+++ The records +++

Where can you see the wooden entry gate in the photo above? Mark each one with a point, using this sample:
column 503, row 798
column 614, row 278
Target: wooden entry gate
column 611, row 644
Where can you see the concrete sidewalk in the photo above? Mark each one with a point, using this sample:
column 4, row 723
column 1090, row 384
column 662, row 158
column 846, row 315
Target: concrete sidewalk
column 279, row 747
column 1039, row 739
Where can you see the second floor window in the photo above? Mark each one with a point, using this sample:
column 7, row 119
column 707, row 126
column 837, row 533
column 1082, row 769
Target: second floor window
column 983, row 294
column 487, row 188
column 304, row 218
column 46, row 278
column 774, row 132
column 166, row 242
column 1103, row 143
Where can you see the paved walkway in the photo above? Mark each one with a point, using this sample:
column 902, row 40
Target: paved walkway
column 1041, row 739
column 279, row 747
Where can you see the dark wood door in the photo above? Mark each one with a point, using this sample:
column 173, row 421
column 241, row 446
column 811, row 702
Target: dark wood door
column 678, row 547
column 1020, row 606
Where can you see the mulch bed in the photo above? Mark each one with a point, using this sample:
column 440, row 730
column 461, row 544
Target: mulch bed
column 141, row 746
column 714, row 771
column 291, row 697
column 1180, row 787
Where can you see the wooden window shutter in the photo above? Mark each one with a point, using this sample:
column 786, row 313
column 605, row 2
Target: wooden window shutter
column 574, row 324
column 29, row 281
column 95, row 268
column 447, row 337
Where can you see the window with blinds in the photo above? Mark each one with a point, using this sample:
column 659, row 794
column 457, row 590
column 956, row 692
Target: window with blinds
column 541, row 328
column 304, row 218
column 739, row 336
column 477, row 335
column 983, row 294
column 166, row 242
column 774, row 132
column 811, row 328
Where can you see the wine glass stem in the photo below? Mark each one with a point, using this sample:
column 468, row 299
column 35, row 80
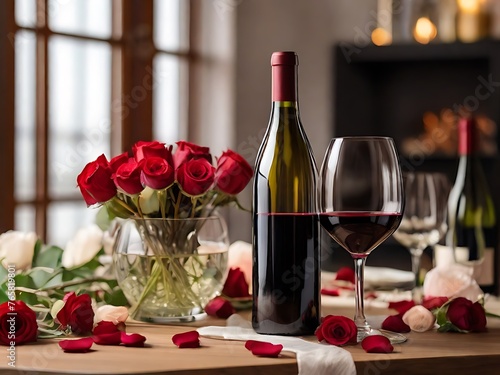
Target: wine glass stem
column 359, row 317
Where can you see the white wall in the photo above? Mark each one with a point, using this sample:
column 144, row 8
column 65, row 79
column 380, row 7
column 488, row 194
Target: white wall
column 311, row 28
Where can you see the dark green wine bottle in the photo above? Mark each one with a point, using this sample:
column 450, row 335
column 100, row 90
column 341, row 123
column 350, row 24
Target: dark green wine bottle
column 286, row 299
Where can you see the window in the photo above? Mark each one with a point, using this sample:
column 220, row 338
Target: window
column 87, row 77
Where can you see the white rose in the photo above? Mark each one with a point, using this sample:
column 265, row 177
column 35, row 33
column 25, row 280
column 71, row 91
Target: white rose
column 452, row 280
column 17, row 249
column 82, row 247
column 115, row 314
column 419, row 319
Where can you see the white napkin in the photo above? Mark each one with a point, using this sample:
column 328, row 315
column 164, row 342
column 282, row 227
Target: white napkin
column 318, row 359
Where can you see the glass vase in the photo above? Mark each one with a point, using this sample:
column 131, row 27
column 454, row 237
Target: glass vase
column 168, row 268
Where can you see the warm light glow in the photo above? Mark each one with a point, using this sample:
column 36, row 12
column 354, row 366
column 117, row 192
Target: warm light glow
column 469, row 6
column 425, row 30
column 381, row 37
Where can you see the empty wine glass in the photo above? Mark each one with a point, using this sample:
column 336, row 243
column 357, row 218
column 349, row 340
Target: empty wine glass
column 424, row 219
column 361, row 204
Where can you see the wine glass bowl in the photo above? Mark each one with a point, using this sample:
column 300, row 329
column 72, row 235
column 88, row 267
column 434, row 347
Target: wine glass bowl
column 361, row 202
column 424, row 220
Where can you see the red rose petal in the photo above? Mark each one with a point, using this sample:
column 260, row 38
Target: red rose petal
column 431, row 303
column 263, row 349
column 346, row 274
column 219, row 307
column 133, row 339
column 108, row 338
column 82, row 345
column 402, row 306
column 188, row 339
column 395, row 323
column 104, row 327
column 330, row 292
column 377, row 344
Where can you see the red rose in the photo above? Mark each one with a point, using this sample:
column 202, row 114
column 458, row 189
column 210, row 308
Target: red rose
column 118, row 160
column 235, row 285
column 17, row 323
column 337, row 330
column 144, row 150
column 195, row 176
column 157, row 173
column 76, row 313
column 95, row 182
column 128, row 177
column 187, row 151
column 233, row 173
column 466, row 315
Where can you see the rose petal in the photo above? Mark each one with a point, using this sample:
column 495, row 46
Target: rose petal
column 188, row 339
column 330, row 292
column 431, row 303
column 263, row 349
column 76, row 346
column 346, row 274
column 219, row 307
column 108, row 338
column 402, row 306
column 395, row 323
column 133, row 339
column 377, row 344
column 104, row 327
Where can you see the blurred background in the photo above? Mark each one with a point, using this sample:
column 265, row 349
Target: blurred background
column 80, row 78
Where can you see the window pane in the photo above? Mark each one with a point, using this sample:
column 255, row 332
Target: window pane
column 24, row 164
column 26, row 13
column 65, row 218
column 170, row 24
column 79, row 109
column 83, row 17
column 167, row 126
column 24, row 219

+++

# [What to work on]
What you give back should be exactly the lines of the data above from the line with "column 36, row 12" through the line with "column 260, row 38", both of those included, and nothing more.

# [Result]
column 36, row 12
column 354, row 366
column 117, row 192
Target: warm light glow
column 469, row 6
column 425, row 30
column 381, row 37
Where can you see the empty wine glass in the photo above? Mark each one with a point, using this sample:
column 336, row 243
column 357, row 218
column 349, row 340
Target: empty wine glass
column 424, row 219
column 361, row 204
Where can you see the wine glass bowl in the photo above? Mark each one with a point, using this sample:
column 300, row 329
column 72, row 235
column 88, row 267
column 434, row 347
Target: wine glass bowl
column 361, row 202
column 424, row 220
Where can you see the red rose petal in the photo above? Mark each one with a point, using this sample:
column 260, row 38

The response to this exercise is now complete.